- [WHAT THE TASK ASKS] Starting at the line that contains "of the metal" and stopping after the final line of the rows, write out every line again, request lines included, and add 79 to each number in the answer coordinates.

Records
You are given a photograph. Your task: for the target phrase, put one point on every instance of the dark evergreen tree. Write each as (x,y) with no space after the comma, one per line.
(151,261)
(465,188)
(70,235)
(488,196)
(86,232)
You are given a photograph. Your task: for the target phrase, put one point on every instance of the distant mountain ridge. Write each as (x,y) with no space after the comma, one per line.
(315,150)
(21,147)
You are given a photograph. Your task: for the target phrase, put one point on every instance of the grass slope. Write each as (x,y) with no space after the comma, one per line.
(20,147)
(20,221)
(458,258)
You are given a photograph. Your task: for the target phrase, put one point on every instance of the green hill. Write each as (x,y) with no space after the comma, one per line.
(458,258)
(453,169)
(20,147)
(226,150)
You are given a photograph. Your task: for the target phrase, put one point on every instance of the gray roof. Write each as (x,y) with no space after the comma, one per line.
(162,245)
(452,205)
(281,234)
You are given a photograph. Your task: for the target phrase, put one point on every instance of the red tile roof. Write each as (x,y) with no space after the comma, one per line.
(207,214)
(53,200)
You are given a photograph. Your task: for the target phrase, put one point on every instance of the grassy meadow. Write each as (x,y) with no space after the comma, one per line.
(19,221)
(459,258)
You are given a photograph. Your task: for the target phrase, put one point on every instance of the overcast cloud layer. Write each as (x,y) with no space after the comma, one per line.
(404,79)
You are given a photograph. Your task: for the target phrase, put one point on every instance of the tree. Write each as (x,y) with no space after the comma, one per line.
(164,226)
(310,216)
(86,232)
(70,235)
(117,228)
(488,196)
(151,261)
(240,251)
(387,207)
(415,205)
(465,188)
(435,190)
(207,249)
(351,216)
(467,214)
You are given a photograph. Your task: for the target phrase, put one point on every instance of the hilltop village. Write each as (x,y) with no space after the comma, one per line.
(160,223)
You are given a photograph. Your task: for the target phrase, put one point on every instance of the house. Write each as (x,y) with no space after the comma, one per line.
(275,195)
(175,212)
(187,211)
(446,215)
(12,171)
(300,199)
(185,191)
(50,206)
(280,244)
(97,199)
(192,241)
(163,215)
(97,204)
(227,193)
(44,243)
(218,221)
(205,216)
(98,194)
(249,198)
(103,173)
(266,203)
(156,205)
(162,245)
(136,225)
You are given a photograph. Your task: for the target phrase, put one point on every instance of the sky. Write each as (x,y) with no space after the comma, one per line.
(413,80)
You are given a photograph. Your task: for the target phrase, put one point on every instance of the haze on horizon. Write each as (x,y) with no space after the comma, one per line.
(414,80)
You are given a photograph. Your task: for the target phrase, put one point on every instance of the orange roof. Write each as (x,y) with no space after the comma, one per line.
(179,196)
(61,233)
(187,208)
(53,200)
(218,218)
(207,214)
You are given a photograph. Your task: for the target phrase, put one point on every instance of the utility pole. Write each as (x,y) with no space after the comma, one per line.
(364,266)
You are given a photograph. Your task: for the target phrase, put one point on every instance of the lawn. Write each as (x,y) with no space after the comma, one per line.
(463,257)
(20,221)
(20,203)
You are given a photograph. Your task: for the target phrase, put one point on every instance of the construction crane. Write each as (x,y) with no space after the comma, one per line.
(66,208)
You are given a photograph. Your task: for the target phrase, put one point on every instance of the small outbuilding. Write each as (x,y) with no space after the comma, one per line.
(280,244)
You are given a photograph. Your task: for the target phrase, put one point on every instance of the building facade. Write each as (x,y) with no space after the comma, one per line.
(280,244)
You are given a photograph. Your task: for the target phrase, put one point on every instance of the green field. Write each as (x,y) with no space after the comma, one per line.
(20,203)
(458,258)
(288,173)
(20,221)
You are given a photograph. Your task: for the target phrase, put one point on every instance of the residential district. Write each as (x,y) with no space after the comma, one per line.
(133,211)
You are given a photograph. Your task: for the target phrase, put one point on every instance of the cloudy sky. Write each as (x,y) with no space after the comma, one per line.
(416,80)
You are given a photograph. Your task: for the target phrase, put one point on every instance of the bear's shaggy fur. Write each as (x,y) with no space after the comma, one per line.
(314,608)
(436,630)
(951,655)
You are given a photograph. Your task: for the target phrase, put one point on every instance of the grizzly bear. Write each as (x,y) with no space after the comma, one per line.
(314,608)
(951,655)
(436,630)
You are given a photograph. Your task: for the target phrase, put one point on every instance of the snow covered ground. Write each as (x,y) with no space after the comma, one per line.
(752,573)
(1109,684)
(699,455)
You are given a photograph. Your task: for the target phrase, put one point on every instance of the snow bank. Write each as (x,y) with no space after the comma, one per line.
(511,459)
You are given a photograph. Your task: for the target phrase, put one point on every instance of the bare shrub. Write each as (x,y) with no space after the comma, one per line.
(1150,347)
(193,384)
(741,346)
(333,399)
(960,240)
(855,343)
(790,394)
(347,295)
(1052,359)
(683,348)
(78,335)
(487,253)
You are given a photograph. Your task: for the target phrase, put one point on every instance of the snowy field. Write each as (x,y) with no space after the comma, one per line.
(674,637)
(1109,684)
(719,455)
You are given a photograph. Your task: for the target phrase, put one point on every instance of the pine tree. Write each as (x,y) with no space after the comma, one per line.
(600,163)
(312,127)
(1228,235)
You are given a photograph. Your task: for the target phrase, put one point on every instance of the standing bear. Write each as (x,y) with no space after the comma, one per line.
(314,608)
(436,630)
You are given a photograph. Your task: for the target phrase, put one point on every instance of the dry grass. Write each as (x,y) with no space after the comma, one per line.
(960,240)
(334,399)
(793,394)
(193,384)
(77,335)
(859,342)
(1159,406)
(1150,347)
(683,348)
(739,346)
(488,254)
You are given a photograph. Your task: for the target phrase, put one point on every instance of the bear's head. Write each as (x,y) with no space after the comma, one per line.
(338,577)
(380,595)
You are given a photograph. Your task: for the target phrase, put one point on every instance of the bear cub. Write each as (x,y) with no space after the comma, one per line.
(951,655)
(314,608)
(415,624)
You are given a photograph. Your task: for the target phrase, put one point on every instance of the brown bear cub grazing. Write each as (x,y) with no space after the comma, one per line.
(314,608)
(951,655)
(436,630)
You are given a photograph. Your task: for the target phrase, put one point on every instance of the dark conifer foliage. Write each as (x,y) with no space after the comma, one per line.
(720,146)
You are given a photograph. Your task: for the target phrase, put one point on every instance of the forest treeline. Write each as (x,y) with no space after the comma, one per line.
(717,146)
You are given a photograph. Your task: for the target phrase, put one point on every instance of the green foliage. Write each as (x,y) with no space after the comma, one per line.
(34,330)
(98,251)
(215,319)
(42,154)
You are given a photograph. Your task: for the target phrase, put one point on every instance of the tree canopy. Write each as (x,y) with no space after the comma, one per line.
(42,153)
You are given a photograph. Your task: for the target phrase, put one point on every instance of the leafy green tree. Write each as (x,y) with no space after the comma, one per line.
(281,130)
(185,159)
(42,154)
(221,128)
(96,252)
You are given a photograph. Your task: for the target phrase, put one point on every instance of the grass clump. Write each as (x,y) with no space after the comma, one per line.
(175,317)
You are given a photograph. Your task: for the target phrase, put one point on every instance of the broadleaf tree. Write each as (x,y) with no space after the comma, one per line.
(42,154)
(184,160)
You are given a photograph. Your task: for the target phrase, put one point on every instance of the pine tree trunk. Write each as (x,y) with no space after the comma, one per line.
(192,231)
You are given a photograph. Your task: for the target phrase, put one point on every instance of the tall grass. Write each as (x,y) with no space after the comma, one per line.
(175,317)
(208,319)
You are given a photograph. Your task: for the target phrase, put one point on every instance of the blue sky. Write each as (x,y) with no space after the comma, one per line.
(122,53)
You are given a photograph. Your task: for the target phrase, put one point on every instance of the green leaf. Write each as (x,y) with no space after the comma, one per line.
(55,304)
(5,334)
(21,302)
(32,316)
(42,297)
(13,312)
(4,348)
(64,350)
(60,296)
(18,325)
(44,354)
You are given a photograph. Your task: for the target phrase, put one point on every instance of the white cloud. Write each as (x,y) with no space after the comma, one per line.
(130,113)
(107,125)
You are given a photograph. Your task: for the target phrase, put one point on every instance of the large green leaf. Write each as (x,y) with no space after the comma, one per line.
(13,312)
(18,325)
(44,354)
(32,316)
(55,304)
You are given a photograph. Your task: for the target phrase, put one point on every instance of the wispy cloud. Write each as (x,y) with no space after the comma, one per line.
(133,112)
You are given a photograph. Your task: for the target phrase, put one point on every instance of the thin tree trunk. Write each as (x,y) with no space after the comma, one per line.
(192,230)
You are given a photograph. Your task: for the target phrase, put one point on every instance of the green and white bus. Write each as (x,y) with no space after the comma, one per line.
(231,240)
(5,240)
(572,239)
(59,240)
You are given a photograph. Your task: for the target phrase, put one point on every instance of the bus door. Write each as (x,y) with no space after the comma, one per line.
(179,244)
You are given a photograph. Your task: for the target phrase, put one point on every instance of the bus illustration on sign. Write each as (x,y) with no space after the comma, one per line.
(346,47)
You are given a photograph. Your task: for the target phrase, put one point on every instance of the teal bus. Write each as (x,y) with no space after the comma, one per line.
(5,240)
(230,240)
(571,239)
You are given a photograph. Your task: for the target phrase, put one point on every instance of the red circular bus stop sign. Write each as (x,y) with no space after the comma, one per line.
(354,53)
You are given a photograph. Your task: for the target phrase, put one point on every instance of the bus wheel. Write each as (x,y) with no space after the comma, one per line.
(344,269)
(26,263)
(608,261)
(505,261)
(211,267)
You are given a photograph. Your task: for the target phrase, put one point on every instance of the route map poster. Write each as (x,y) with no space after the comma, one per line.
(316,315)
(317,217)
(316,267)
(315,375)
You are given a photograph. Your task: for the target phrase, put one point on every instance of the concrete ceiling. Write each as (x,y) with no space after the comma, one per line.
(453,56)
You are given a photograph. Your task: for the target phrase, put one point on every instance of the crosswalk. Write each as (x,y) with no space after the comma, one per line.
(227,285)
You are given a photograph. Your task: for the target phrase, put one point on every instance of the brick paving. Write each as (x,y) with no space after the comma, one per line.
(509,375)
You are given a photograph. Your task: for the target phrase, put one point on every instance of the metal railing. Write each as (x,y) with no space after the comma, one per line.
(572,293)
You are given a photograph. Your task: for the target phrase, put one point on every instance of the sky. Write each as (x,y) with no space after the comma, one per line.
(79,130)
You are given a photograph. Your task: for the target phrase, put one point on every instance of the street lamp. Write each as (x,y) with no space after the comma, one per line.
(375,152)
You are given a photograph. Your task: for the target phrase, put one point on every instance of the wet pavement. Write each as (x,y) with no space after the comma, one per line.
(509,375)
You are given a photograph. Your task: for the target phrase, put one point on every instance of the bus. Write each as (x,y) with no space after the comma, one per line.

- [RESULT BELOW]
You are given a photograph. Your task: for the target phrase, put one point on every instance of the metal railing. Write each as (x,y) with no space after the comma, one per line.
(651,372)
You are given a photograph. Your task: for the target phrase, put one point on every instance of the sky. Write each as (x,y) with no space after the comma, one per line.
(158,209)
You are given a photograph. Your task: for the target phrase, put one point on every instance of the street lamp. Write each as (x,y) with no space after the comma, one per line.
(454,231)
You are given a photograph. Your task: for the target phrase, put one point on every instance of the wet pavement. Write each as (x,y) with no space after the comma, one per line.
(588,454)
You are given a photograph. Your task: for the target phrase, put one point on every instance of the bus. Write each as (x,y) with no space after the comma, one per line.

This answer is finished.